Reading passage.
Still ... Why do I think it's all about that bat?
Baseball is a game out of time. This is the sport's defining quality, its badge of honor. The people who love baseball—the poets, the stat geeks, the bleacher bums, the second-guessers, the former pitchers, the collectors—we love baseball for its timelessness. It is a game without a clock. "Keep the rally alive," the marvelous Roger Angell wrote, "and you have defeated time."
The people who do not love baseball feel its timelessness too. They lampoon a game that feels ... so ... yesterday. They mock baseball for not having a clock, for its interminable pauses, for sparking so little violence and motion, for struggling to adapt (No replay? Really?), for being measured by numbers well to the right of decimal points. "You made me love baseball," Lisa told Bart on The Simpsons. "Not as a collection of numbers, but as an unpredictable, passionate game beaten in excitement only by every other sport."

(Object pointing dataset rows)
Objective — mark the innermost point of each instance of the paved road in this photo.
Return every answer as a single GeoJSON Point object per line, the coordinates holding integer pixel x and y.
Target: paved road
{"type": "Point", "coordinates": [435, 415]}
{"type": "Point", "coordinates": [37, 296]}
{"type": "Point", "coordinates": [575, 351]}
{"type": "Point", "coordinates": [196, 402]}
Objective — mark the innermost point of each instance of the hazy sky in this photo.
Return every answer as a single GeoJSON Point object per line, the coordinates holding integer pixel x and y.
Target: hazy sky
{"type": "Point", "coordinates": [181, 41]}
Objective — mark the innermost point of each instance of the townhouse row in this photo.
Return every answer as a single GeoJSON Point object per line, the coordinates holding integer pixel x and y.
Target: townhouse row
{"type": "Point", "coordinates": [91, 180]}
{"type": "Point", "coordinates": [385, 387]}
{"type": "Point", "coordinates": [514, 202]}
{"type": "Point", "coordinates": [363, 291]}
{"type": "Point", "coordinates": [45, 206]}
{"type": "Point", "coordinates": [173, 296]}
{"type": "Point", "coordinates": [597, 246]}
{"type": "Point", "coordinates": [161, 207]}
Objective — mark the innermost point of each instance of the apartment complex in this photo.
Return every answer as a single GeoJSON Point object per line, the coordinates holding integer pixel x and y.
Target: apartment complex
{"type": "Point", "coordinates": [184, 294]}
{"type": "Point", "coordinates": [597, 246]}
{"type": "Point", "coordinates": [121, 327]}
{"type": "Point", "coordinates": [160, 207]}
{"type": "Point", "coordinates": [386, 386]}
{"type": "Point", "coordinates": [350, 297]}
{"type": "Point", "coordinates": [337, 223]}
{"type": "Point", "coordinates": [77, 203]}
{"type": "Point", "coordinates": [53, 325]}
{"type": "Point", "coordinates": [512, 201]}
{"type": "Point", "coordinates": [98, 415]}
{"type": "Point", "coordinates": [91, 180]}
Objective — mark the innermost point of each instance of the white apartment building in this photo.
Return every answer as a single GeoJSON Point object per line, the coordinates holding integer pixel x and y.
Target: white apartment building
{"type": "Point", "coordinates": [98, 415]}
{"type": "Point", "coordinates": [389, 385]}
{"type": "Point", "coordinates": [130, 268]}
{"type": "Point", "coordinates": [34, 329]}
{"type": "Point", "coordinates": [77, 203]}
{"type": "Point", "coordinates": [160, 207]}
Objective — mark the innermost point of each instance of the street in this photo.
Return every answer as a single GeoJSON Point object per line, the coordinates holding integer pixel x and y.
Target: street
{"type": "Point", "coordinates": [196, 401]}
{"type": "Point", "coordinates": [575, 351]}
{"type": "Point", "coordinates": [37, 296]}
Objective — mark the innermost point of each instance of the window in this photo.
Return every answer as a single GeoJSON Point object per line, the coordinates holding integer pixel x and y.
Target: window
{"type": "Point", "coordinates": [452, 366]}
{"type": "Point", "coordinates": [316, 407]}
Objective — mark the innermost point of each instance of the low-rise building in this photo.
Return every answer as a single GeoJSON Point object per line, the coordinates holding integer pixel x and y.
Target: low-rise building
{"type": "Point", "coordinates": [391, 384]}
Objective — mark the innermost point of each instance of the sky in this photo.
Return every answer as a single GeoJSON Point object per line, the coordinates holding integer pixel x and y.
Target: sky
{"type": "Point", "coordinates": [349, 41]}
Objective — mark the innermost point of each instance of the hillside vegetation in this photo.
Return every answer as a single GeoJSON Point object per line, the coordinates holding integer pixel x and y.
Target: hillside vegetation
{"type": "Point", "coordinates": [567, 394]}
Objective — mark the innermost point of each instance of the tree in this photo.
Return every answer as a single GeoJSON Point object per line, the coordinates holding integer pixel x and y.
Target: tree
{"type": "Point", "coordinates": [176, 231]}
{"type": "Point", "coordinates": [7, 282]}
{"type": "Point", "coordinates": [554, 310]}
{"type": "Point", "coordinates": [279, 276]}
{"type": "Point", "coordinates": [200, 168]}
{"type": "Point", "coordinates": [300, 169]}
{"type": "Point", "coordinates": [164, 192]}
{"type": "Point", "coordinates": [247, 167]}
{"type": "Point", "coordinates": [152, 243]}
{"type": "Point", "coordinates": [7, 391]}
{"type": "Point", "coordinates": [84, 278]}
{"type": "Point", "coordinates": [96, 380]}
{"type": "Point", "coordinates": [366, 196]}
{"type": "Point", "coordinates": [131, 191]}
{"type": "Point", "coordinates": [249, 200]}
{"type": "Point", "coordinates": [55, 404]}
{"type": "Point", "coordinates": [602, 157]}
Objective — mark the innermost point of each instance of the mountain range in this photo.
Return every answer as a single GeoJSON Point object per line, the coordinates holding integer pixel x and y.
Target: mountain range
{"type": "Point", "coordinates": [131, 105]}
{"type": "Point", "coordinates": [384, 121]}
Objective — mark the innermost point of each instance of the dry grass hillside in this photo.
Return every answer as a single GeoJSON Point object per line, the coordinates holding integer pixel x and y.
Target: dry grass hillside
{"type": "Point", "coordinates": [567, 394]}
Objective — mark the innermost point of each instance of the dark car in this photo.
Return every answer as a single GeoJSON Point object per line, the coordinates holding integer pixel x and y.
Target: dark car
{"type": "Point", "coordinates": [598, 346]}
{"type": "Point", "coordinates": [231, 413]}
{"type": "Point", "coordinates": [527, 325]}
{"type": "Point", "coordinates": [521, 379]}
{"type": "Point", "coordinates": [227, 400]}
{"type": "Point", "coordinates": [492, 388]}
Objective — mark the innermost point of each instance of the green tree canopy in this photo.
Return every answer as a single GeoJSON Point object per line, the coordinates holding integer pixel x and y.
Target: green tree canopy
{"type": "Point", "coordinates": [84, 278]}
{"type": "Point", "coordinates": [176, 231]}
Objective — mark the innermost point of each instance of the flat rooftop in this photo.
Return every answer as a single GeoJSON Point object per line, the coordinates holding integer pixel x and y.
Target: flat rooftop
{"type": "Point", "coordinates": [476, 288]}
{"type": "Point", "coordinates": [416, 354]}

Parts of the exercise.
[1] Answer these questions from the baseball passage:
(a) What does the passage call the sport's defining quality?
(b) Who wrote "Keep the rally alive... and you have defeated time"?
(c) On The Simpsons, which character says "You made me love baseball," and to whom?
[2] Summarize the baseball passage in two sentences.
The data have nothing to do with the baseball passage.

Results of the exercise.
[1]
(a) Its being a game out of time, that is, its timelessness.
(b) Roger Angell.
(c) Lisa says it to Bart.

[2] Baseball is a game out of time, played without a clock, and the people who love it love it for that timelessness. Those who do not love it feel the same quality but mock the sport as dated, faulting its endless pauses, its lack of violence and motion, its struggle to adapt and its reliance on numbers.